Point placement records:
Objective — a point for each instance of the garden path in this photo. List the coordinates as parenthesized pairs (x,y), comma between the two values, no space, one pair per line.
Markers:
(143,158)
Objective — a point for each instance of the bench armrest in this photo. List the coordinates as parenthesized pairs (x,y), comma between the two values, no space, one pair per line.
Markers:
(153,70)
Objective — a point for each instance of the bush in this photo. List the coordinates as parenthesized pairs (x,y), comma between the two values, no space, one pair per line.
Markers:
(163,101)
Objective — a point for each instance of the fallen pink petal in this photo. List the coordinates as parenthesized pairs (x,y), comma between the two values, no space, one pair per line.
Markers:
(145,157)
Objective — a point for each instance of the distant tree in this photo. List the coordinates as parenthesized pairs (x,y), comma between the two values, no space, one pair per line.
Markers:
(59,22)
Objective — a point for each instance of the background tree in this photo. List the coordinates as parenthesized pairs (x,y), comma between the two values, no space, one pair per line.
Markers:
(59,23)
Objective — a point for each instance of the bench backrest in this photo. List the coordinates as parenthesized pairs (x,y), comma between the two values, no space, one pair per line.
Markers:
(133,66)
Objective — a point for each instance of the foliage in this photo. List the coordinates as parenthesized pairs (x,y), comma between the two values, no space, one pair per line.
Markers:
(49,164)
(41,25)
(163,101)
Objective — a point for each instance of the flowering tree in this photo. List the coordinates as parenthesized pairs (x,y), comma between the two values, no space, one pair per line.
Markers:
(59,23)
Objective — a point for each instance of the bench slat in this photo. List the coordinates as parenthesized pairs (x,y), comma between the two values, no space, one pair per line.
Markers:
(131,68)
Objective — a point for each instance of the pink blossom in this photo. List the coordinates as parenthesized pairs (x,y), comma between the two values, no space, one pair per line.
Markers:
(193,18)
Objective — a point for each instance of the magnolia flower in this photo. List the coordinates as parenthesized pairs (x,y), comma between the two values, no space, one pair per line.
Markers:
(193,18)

Task goal.
Starting with the line that contains "Objective — a point for each instance of the bench slat" and going on through the end of the material, recast those lines as a Markdown table with a Row column for the row number and a Line column for the line itself. Skip any blank lines.

Complete response.
| Row | Line |
|---|---|
| 1 | Objective — a point for each instance of the bench slat in this photo. List the coordinates as parenthesized pairs (x,y), comma between the two values, no space, one pair per line. |
| 2 | Markers: |
| 3 | (131,68) |
| 4 | Objective — a point for each instance of the pink blossom in this photo. List the coordinates as parenthesized pairs (x,y), comma between the two values, no space, one pair per line. |
| 5 | Markers: |
| 6 | (193,18) |
| 7 | Objective — a point for each instance of the magnolia flower in this photo. List the coordinates as parenthesized pairs (x,y), comma between the two values, no space, one pair per line. |
| 8 | Markers: |
| 9 | (193,18) |